YOUR OBJECTIVE: Each entry shown below is to be reproduced exactly.

[Free-text object descriptions]
┏━━

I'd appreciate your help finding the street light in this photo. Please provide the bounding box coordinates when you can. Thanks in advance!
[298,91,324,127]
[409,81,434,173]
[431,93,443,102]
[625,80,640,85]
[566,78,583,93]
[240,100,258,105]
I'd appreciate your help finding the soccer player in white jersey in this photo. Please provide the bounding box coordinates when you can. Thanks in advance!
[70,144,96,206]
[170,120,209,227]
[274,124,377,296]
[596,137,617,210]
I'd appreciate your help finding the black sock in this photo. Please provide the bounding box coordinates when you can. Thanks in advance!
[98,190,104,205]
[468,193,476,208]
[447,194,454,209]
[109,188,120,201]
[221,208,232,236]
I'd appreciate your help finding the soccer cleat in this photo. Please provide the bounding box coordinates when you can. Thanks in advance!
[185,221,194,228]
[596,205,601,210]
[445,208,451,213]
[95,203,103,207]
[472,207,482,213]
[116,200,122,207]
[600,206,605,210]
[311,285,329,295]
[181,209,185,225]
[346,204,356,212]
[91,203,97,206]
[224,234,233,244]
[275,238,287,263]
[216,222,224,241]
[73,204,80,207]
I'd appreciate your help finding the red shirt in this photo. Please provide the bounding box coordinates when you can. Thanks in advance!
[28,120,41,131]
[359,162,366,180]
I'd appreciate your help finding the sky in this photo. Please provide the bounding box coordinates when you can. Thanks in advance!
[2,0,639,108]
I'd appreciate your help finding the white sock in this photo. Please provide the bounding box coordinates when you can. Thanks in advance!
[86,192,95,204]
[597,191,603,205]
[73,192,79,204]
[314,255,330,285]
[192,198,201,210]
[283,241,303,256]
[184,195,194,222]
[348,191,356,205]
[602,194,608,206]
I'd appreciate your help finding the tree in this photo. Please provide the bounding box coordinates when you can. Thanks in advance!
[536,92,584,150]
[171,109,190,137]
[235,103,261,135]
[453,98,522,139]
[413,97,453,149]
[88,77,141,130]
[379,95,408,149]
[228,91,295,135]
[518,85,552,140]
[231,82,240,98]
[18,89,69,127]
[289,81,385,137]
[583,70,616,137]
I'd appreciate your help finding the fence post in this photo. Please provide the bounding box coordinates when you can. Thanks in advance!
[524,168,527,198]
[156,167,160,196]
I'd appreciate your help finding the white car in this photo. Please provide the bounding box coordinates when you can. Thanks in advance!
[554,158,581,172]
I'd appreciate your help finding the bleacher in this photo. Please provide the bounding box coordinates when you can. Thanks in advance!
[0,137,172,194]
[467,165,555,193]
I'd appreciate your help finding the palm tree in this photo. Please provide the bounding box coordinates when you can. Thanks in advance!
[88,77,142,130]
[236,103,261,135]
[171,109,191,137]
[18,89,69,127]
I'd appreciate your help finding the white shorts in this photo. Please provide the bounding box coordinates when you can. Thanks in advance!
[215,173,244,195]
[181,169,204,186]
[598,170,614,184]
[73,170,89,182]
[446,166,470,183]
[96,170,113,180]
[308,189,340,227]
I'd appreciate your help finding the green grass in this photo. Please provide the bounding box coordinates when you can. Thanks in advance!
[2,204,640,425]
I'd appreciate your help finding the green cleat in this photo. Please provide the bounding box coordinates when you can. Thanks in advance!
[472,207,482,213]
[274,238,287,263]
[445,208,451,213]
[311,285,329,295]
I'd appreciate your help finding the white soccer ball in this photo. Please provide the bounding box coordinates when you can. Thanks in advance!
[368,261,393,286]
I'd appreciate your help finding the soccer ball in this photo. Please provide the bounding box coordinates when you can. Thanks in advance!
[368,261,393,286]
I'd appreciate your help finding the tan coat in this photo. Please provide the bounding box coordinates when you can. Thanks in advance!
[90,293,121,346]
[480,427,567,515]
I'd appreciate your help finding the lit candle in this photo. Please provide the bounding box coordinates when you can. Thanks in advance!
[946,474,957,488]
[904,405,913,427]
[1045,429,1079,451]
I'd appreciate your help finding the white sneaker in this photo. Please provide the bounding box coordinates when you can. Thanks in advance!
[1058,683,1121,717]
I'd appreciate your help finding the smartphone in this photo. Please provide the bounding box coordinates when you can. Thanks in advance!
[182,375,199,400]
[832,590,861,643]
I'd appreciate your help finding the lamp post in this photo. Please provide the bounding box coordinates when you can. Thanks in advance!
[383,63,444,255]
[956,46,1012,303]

┗━━

TASK RESPONSE:
I'd appreciate your help finding the street light in this photo. Please provide the bounding box coordinates when you can. Thanks in advance!
[298,91,324,127]
[409,81,434,173]
[431,93,443,102]
[625,80,640,85]
[566,78,583,93]
[240,100,258,105]
I'd appreciate your help finding the soccer player in white jersey in this photo. Please provide the bounding box coordinates when you can. Thanks in advance!
[70,144,96,206]
[170,120,209,227]
[274,124,377,296]
[596,137,617,210]
I'd appreciate your help finding the black sock in this photo. Please provide the bounding box coordinates when you can. Thanks in advance!
[98,190,104,205]
[468,193,476,208]
[447,194,454,209]
[109,188,120,201]
[221,208,232,236]
I'd appreciate your help finding the soccer cleat in this photo. Please provide the bounding box coordinates when you can. Thanks in advance!
[185,221,194,228]
[596,205,601,210]
[445,208,451,213]
[95,203,103,207]
[472,207,482,213]
[116,200,122,207]
[600,206,605,210]
[311,285,329,295]
[181,209,185,225]
[346,204,356,212]
[91,203,97,206]
[224,234,233,244]
[275,238,287,263]
[216,222,224,241]
[73,204,80,207]
I'd appreciate your help finding the red shirt in this photo. Please provide the bounding box coordinates when you can. Thanks in advance!
[28,120,41,131]
[359,162,366,180]
I'd appreciate your help finding the sky in this photo. Please provide the bounding box coordinates when you can. Thanks in advance!
[2,0,639,108]
I'd appreciate your help finding the white sock in this photo. Please provide the bounding box coordinates when you can. Thanks in advance!
[86,192,95,204]
[597,191,603,205]
[73,192,79,204]
[314,255,330,285]
[192,198,201,210]
[283,241,303,256]
[184,195,194,222]
[348,191,356,205]
[602,194,608,206]
I'd appreciate your help finding the tree in this photo. Please provide the bounding box coordinates when you can. Thanks in advance!
[536,92,584,150]
[171,109,190,137]
[235,103,261,135]
[453,98,522,139]
[413,97,453,149]
[88,77,141,130]
[379,95,408,149]
[228,91,295,135]
[518,85,552,140]
[231,82,240,98]
[18,89,69,127]
[289,81,385,137]
[583,70,616,137]
I'd appreciate your help finding the fence post in this photo. Please provide the bounding box coordinates when you can. Thanks in advance!
[524,168,527,198]
[156,167,160,196]
I'd appreciate your help finding the white car in this photo. Please provide the bounding box coordinates when you can. Thanks in advance!
[554,158,581,172]
I'd appreciate your help finding the bleacher in this photo. Please provide the bounding box coordinates when you can. Thanks in advance!
[0,137,172,194]
[467,165,555,193]
I'd appreciate your help finding the palm tree in this photo. Please provide the bounding box coordinates when you can. Thanks in advance!
[88,77,142,130]
[236,103,261,135]
[171,109,191,137]
[18,89,69,127]
I'd appreciate your help finding the white shorts in this photo. Please provide the bounding box coordinates when you can. Thanks in advance!
[215,173,244,195]
[181,169,204,186]
[598,170,614,184]
[73,170,89,182]
[446,166,470,183]
[96,170,113,180]
[308,189,340,227]
I'd appreciate your help finding the green grass in this photo. Please provide the bounding box coordinates when you can. Thanks in advance!
[2,204,640,425]
I'd appreciate your help finding the green cleat in this photo. Please provide the bounding box coordinates when you can. Thanks in advance!
[472,207,482,213]
[274,238,287,263]
[445,208,451,213]
[311,285,329,295]
I'd appreciate your help finding the white soccer ball in this photo. Please provide the bounding box coordinates when you can. Thanks in advance!
[368,261,393,286]
I'd appreciate your help finding the soccer ball in this photo. Please provide the bounding box coordinates when you can. Thanks in advance!
[368,261,393,286]
I'd appreciate your help finding the tan coat in this photo. Please provide the bounding box coordinates when you can. Thanks in advance!
[90,293,121,346]
[480,427,567,515]
I'd appreciate your help finding the lit candle in this photo. Please provide the bounding box coordinates when you can. Thanks in advance!
[946,474,957,488]
[904,405,913,427]
[1045,429,1079,451]
I'd appreciate your help finding the white sneaker in this photo. Please provide the bounding box coordinates when you can. Thanks in advance!
[1058,683,1121,717]
I'd appreciate your help finding the smartphone in this photo. Please provide the bounding box coordinates when you can. Thanks in advance!
[182,375,199,400]
[832,590,861,643]
I'd appreciate your help finding the lamp post in this photo. Please provide the bounding box coordinates when you can. Thanks in advance!
[383,63,444,255]
[956,46,1012,303]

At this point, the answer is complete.